Name every sensitivity level a cell can have according to the excerpt on grids below.

Excerpt:
== Segment start ==

If genesis is missing, queries that derive identity fail. If genesis is somehow rewritten (only possible via a buggy migration), every cell downstream becomes misanchored because the chain hash for the first cell shifts. Protect genesis.

Grids never forget.

Writing @/notes/x a second time does not replace the first write, it supersedes it. The first write remains in the chain. A normal study returns the latest; history-of returns every version, oldest first:

study: @/notes/x
study: history-of: @/notes/x

Deletion is the same: it writes a cell of type tombstone at the address. Live queries skip tombstoned addresses. History still shows the tombstone alongside everything else.

Consequence: a grid grows monotonically. There is no compaction, no garbage collection. If your application produces high write volume, partition into rolling grids (e.g. one per day) and reference across.

Audit comes free. Every state change is a cell. Every cell carries who and when. There is nothing else to log.

Every cell has a sensitivity level.

• public, readable by anyone with the grid open
• team, requires team clearance
• private, requires private clearance
• sealed, requires sealed clearance, the highest

Sensitivity is a band, not a per-identity ACL. Capabilities grant clearance up to a level. A cell at sensitivity=team is invisible to a reader whose clearance is public.

== Segment end ==

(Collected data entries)
== Segment start ==

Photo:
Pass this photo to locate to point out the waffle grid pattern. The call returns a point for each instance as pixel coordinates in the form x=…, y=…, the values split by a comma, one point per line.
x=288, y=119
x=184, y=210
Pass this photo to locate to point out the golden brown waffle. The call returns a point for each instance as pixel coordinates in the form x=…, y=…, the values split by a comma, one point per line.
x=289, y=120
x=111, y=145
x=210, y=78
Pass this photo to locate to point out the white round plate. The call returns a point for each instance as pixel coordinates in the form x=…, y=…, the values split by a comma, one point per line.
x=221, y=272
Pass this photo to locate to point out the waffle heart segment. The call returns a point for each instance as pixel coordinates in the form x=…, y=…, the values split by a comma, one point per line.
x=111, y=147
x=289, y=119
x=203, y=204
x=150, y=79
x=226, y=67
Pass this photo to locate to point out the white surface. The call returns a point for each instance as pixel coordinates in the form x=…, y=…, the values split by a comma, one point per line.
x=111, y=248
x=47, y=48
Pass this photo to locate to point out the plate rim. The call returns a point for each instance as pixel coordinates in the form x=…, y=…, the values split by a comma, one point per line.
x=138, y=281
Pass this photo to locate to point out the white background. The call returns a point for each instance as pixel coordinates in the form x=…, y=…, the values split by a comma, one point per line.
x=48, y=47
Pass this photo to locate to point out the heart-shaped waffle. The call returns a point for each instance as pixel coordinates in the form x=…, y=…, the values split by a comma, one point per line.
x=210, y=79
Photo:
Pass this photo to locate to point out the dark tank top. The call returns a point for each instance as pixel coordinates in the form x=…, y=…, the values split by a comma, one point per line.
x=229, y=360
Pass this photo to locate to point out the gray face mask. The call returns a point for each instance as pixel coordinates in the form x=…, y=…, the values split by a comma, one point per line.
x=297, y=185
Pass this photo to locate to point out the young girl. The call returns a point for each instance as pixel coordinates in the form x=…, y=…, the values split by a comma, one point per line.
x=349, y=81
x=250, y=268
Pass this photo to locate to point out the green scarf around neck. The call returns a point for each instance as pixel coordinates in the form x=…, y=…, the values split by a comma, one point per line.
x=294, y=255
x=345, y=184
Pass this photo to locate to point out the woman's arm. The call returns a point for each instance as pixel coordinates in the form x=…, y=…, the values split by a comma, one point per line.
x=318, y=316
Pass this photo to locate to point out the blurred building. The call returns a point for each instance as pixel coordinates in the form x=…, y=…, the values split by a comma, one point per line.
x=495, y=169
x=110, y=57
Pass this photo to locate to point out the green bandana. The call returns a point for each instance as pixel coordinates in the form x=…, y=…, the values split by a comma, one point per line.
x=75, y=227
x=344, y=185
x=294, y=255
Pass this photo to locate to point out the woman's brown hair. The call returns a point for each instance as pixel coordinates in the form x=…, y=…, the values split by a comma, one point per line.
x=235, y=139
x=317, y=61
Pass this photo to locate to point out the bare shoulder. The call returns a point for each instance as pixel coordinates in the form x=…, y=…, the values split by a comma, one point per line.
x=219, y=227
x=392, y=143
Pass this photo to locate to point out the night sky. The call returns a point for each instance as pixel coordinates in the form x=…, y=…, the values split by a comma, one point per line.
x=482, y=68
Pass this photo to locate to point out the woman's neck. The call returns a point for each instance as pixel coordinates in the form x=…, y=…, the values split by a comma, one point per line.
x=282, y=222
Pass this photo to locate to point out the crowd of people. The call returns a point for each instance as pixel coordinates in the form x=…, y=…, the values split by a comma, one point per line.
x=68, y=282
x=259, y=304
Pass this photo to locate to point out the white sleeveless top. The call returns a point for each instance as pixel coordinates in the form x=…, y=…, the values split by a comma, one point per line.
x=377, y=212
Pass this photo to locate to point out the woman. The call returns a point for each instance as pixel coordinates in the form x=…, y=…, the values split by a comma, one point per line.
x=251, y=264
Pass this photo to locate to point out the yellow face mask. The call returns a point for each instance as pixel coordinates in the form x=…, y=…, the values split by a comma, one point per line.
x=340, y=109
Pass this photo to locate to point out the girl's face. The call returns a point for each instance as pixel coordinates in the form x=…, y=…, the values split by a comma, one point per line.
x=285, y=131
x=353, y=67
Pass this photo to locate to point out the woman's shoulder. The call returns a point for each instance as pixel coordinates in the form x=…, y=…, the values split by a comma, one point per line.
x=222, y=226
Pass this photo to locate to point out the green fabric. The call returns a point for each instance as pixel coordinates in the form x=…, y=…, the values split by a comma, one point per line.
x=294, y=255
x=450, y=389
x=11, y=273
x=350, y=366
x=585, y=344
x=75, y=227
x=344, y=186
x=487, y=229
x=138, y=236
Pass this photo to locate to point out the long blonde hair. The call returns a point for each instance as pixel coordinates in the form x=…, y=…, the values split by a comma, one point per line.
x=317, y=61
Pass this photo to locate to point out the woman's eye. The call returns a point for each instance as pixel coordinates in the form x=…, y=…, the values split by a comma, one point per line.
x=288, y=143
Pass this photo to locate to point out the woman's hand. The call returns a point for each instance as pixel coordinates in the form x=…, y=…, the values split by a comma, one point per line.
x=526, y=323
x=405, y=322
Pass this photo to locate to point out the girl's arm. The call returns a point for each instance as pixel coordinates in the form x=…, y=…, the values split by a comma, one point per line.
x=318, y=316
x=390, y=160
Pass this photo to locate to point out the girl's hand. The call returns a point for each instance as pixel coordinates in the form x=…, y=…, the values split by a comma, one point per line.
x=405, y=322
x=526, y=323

== Segment end ==

Exercise output: public, team, private, sealed